▶ **Records for this task**:

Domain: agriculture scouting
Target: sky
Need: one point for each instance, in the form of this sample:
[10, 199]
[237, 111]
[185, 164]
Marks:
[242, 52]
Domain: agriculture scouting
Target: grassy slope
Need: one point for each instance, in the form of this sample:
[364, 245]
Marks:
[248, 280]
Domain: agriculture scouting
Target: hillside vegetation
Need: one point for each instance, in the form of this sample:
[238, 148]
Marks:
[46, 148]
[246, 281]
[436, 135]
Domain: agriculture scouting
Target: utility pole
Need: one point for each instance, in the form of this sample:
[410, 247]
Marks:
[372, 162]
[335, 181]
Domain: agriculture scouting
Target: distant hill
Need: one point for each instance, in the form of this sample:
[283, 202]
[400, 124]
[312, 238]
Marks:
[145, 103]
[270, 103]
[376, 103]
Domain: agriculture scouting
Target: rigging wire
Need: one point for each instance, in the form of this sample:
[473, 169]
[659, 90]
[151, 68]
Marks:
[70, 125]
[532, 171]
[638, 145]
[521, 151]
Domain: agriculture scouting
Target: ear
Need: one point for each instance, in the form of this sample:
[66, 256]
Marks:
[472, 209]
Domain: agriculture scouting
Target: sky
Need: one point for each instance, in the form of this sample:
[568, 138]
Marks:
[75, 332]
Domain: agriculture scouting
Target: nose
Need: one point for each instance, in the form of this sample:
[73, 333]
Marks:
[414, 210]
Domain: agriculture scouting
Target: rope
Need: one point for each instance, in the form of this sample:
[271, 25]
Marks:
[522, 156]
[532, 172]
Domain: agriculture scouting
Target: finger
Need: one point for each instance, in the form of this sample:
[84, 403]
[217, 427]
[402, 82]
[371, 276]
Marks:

▶ **Exercise prompt**:
Nothing but the full listing, copied exactly, belongs in the answer.

▶ **Output for this task**:
Domain: agriculture scouting
Target: sky
Need: one point for each instance, in the form of this sample:
[10, 199]
[237, 111]
[185, 164]
Marks:
[242, 52]
Domain: agriculture scouting
Target: grassy slope
Need: one point for each instance, in the form of this sample:
[364, 245]
Marks:
[248, 280]
Domain: agriculture scouting
Target: hillside vegetation
Need: one point for each instance, in the form of this sample:
[238, 148]
Marks:
[46, 148]
[246, 281]
[436, 135]
Domain: agriculture scouting
Target: utility pole
Need: one point for each instance, in the form of this sample:
[410, 247]
Marks:
[372, 162]
[335, 181]
Domain: agriculture scouting
Target: distant hill
Need: one point for each instance, in the form of this sample:
[283, 202]
[400, 124]
[312, 238]
Marks:
[145, 103]
[270, 103]
[376, 103]
Domain: agriculture scouting
Target: rigging wire
Need: one point for each instance, in the form of this sample:
[473, 169]
[659, 90]
[151, 68]
Marks:
[70, 125]
[532, 171]
[638, 145]
[521, 151]
Domain: agriculture scouting
Target: ear
Need: one point for each instance, in the form of this sample:
[66, 256]
Marks:
[472, 209]
Domain: agriculture scouting
Target: sky
Need: one point for each instance, in the form of this sample:
[568, 138]
Marks:
[75, 332]
Domain: agriculture scouting
Target: nose
Need: one point for each instance, in the form of this sample:
[73, 333]
Marks:
[414, 210]
Domain: agriculture scouting
Target: rope
Need: one point for each instance, in the form of this sample:
[271, 25]
Marks:
[522, 156]
[532, 172]
Domain: agriculture scouting
Target: finger
Need: one point for each instance, in the form of this sample:
[84, 403]
[217, 427]
[402, 82]
[371, 276]
Marks:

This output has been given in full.